* Begin TASK MATERIAL *

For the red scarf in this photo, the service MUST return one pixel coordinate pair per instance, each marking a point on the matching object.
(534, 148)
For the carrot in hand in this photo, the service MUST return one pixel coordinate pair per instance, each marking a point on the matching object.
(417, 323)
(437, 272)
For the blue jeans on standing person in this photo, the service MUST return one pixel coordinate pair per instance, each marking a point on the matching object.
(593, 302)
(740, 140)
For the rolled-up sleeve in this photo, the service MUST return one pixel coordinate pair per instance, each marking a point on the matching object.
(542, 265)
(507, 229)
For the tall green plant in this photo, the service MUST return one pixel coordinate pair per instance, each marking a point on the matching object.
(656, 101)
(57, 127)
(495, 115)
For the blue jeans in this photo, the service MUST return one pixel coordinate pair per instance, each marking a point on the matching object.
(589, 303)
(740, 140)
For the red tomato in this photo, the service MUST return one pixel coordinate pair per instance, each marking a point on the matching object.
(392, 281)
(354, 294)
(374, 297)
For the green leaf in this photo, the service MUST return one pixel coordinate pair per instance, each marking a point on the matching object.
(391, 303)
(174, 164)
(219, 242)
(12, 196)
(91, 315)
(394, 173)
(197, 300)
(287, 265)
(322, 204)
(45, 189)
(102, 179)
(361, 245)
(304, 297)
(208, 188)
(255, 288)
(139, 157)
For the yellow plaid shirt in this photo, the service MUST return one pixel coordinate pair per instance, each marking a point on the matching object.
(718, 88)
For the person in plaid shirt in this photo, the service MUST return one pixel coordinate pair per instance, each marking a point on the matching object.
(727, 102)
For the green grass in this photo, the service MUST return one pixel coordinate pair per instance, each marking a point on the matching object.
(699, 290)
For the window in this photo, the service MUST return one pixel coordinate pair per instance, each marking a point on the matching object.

* End TASK MATERIAL *

## [REQUEST]
Convert every line of the records above into a Markdown table with two columns, Index and Entry. Number the non-blank lines in order and omit any blank lines.

## [SOLUTION TO THIS EXERCISE]
| Index | Entry |
|---|---|
| 1 | For the red scarf in this photo, the service MUST return one pixel coordinate pair per instance, each marking a point on the matching object. |
| 2 | (534, 148) |
| 3 | For the carrot in hand in this photo, the service MUST return one pixel coordinate pair per instance, each marking a point on the matching object. |
| 4 | (417, 323) |
| 5 | (437, 272) |
| 6 | For the blue jeans on standing person in this photo, the service MUST return one pixel coordinate pair per instance, each marking a point on the matching object. |
| 7 | (593, 302) |
| 8 | (740, 140) |
| 9 | For the rolled-up sleeve in this photo, the service MUST return one pixel coordinate pair per instance, each marking a point on the matching object. |
| 10 | (542, 265) |
| 11 | (507, 229) |
| 12 | For the tall green plant in this photo, the service MUST return one pixel coordinate pair per instance, each marking a point on the matching object. |
| 13 | (656, 101) |
| 14 | (57, 127) |
| 15 | (495, 115) |
| 16 | For the blue jeans in this photo, the service MUST return one pixel coordinate pair per instance, each marking a point on the matching object. |
| 17 | (589, 303) |
| 18 | (740, 140) |
| 19 | For the red tomato in this photo, the service MUST return one pixel coordinate pair per instance, each marking a point on the matching object. |
| 20 | (392, 281) |
| 21 | (354, 294) |
| 22 | (374, 297) |
| 23 | For the green leaf in this photo, the service MUST return one pixel coordinate pair per instance, each marking a point on the matching object. |
| 24 | (391, 303) |
| 25 | (174, 164) |
| 26 | (219, 242) |
| 27 | (12, 196) |
| 28 | (91, 315) |
| 29 | (394, 173) |
| 30 | (197, 300) |
| 31 | (287, 265) |
| 32 | (322, 204) |
| 33 | (45, 189) |
| 34 | (102, 179) |
| 35 | (361, 245) |
| 36 | (304, 297) |
| 37 | (208, 188) |
| 38 | (255, 288) |
| 39 | (139, 157) |
| 40 | For the yellow plaid shirt in this photo, the service MUST return one pixel coordinate pair per instance, each marking a point on the matching object. |
| 41 | (718, 88) |
| 42 | For the person in plaid shirt in this photo, the service MUST return one pixel coordinate pair per instance, each marking a point on the matching object. |
| 43 | (727, 102) |
| 44 | For the green grass in this photo, the service MUST return one pixel coordinate pair per instance, each marking a point on the matching object. |
| 45 | (699, 290) |
| 46 | For the window in this photo, the service MUST return one pixel coordinate pair per instance, each marking a point on the matching object. |